WORKING DATA:
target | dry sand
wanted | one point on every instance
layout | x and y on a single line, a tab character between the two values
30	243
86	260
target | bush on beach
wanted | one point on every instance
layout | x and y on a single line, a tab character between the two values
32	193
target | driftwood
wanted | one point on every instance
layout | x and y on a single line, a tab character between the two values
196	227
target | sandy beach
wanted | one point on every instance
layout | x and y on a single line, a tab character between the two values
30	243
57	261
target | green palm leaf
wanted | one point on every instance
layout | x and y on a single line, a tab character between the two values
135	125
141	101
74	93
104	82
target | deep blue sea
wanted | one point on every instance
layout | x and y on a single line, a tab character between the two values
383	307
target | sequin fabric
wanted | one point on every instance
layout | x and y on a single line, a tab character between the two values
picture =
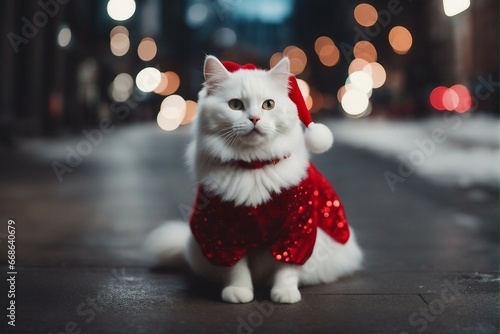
286	224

STATED EXERCISE: Please render all of the data above as a numbered list, skipping any blank lines and leaving out any pictures.

FINISHED ANSWER:
1. target | dry sand
2. wanted | one point on every instance
3. layout | x and y on a single line, a tab character between the two values
4. 30	243
5. 86	260
6. target | bush on beach
7. wanted | one point on every instance
8. layout | x and y on a single line, a tab character between the two values
9. 32	193
10. target | driftwood
11. wanted | one point on every instance
12. layout | x and y on a single line, a tab character between the two values
13. 196	227
14. target | sandy beach
15. wanted | one point on every instance
16. layout | x and y on a single line, a tab character between the two values
17. 30	243
18. 57	261
19. target | green palm leaf
20. wanted | one point on every instance
21. layout | x and y on a single line, a tab character between the two values
22. 135	125
23. 141	101
24. 74	93
25. 104	82
26. target | deep blue sea
27. wanted | one point on every instance
28. layout | x and y on a single line, a tab character between the two values
29. 383	307
30. target | sequin fabric
31. wanted | one point on every instance
32. layout | x and y on a single line, a tab character between the two values
33. picture =
34. 286	224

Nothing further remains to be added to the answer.